● Document text
···

Supreme Court of Minnesota
Sep 19, 1986
393 N.W.2d 363 (Minn. 1986)

Summary

holding order denying motion for summary judgment on issue of immunity is appealable

Summary of this case from State v. Cole

Opinion

No. C2-86-899.

September 19, 1986.

Appeal from the Court of Appeals.

Jonathon P. Parrington, Minneapolis, for appellants.

Karla R. Wahl, Minneapolis, for respondents.

Considered and decided by the court en banc without oral argument.


This is a civil rights action brought by plaintiff against the City of Hopkins and two of its police officers pursuant to 42 U.S.C. § 1983. Defendants moved for summary judgment claiming that they were immune from suit under their qualified immunity recognized in Harlow v. Fitzgerald, 457 U.S. 800, 102 S.Ct. 2727, 73 L.Ed.2d 396 (1982). The trial court denied the motion. Relying on Mitchell v. Forsyth, ___ U.S. ___, 105 S.Ct. 2806, 86 L.Ed.2d 411 (1985), defendants appealed from the order denying summary judgment. The Court of Appeals granted the plaintiff's motion to dismiss. We granted the defendants' petition for review. Concluding that the order is an appealable order, we reverse the Court of Appeals and remand for consideration of the merits of the appeal.

In the Mitchell case, the Supreme Court held, inter alia, that the United States Circuit Court of Appeals had jurisdiction under 28 U.S.C. § 1291 over an appeal by former Attorney General John Mitchell from an order of the Federal District Court denying his claim of immunity from suit for authorizing a warrantless wire tap. The Supreme Court ruled that a decision of the district court denying summary judgment is a final one for purposes of the "final judgment" rule if the decision finally determines a claim of right "separable from, and collateral to, rights asserted in the action, too important to be denied review and too independent of the cause itself to require that appellate consideration be deferred until the whole case is adjudicated." 105 S.Ct. at 2815, quoting from Cohen v. Beneficial Industrial Loan Corp., 337 U.S. 541, 546, 69 S.Ct. 1221 at (1225-1226) 93 L.Ed. 1528 (1949).The Court concluded that an order denying summary judgment on the ground of immunity from suit is a final judgment or order for purposes of appealability under section 1291 because the immunity is an immunity from suit rather than a mere defense and the immunity is effectively lost if a case is erroneously permitted to go to trial. 105 S.Ct. at 2815-17.

···

● Dataset extract
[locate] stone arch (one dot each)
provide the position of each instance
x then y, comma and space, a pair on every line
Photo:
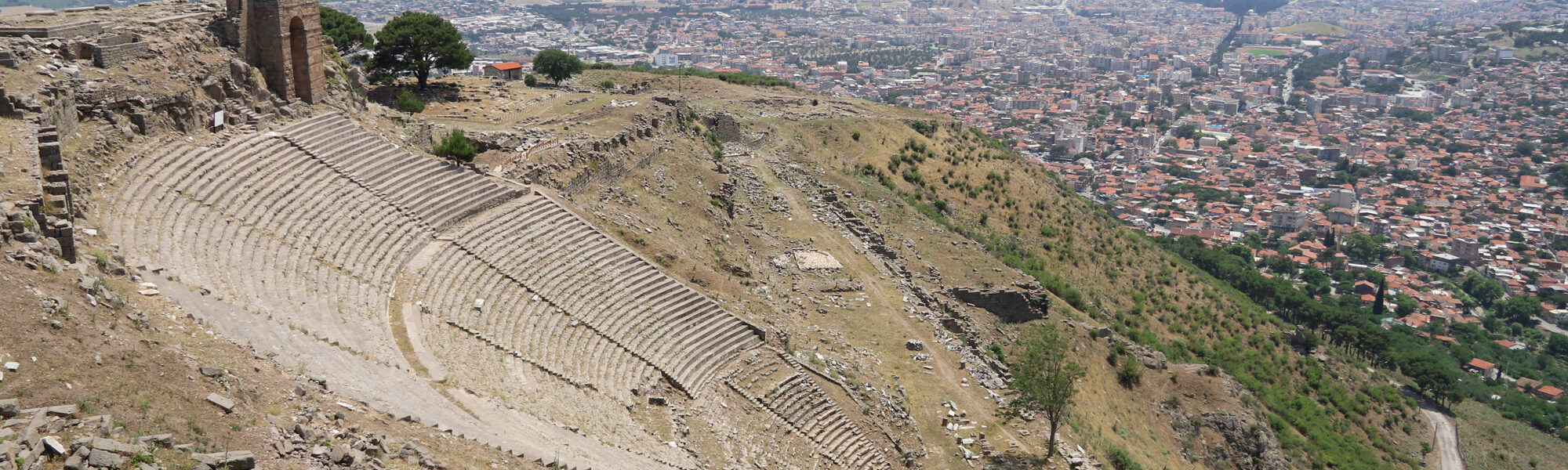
283, 38
300, 54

···

● Task instructions
- 1) Under which federal statute was the civil rights action in the court opinion brought?
- 2) Please rewrite the records with "stone arch" switched to "brick arch", keeping everything else the same and leaving out the pictures.
The court opinion and the records come from unrelated sources.

● Task solutions
- 1) 42 U.S.C. § 1983.

- 2)
[locate] brick arch (one dot each)
provide the position of each instance
x then y, comma and space, a pair on every line
Photo:
283, 38
300, 54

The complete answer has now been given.